§ **Text segment**

What causes thunder and lightning during some snowstorms? Those who study the formation and life cycle of thunderstorms forming during the warm season understand that a strong, warm and moist updraft is a necessary condition. In the warm season, these updrafts generally arise from the surface, but they need not. It appears that only those thundersnows developing over bodies of warm water arise from warm surface air. Most others, particularly those observed in the US central states, develop when the necessary convective process starts at higher altitudes than the surface air layer.

The two most important mechanisms for producing most thunderstorms are layers of instability — a region of the atmosphere with a tendency to promote upward air motions — and strong dynamic lifting — factors other than buoyancy that move air upward. Working in tandem, these two mechanisms provide that lift necessary to turn a precipitating cumulus cloud into a towering, lightning-producing cumulonimbus. In a warm-season, airmass thunderstorm, the atmospheric instability needed to start the process begins at the sun-heated ground. The moist air warmed at the surface becomes less dense (more buoyant) and begins to rise high into the sky, a process known as surface convection. The less dense the air is relative to the surrounding air, the higher and faster it will rise; in such cases we have a deep layer of surface instability.

But in the cold season, and particularly in air conducive to snowfall, the lower troposphere is dry and cold which makes it relatively stable and inhibits parcels of surface air from rising. However, the troposphere can have many layers of distinct airs with differing vertical thermal gradients (called lapse rates), and when a layer of warmer, moist air wedges its way between a surface cold layer and colder air above, a region of elevated instability forms that may give rise to elevated convection, the convective rise of air beginning at an altitude above the surface. The effect is enhanced when there is cooling in the middle troposphere layers above the warm air wedge to enhance the convection potential.


An example of elevated convection at an occluded front resulting in thundersnow.

There are several mechanisms that can cause strong dynamic lifting of air (which I look at in more detail in What Goes Up: Introduction to Updrafts ). When one of these occurs in an atmosphere that has layers of instability, it becomes a trigger for air to begin rising and continue to do so. In this manner, strong updrafts are formed. The lifting can work on elevated layers as well as surface layers and thus produce elevated convection. In the most intense cases of dynamic lifting, such as air forced over a mountain range, the resulting cumulus clouds have all the characteristics of purely convection cloud formation.

§ **Stated task 1**
Please reproduce the thundersnow passage verbatim from "But in the cold" up to and including "the convection potential.".
§ **Stated task 2**
In the thundersnow passage, what name is given to the differing vertical thermal gradients of the layers in the troposphere?

§ **Raw data**
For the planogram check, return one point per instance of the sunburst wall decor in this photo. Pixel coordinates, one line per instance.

§ **Exercise result 1**
But in the cold season, and particularly in air conducive to snowfall, the lower troposphere is dry and cold which makes it relatively stable and inhibits parcels of surface air from rising. However, the troposphere can have many layers of distinct airs with differing vertical thermal gradients (called lapse rates), and when a layer of warmer, moist air wedges its way between a surface cold layer and colder air above, a region of elevated instability forms that may give rise to elevated convection, the convective rise of air beginning at an altitude above the surface. The effect is enhanced when there is cooling in the middle troposphere layers above the warm air wedge to enhance the convection potential.

§ **Exercise result 2**
Lapse rates.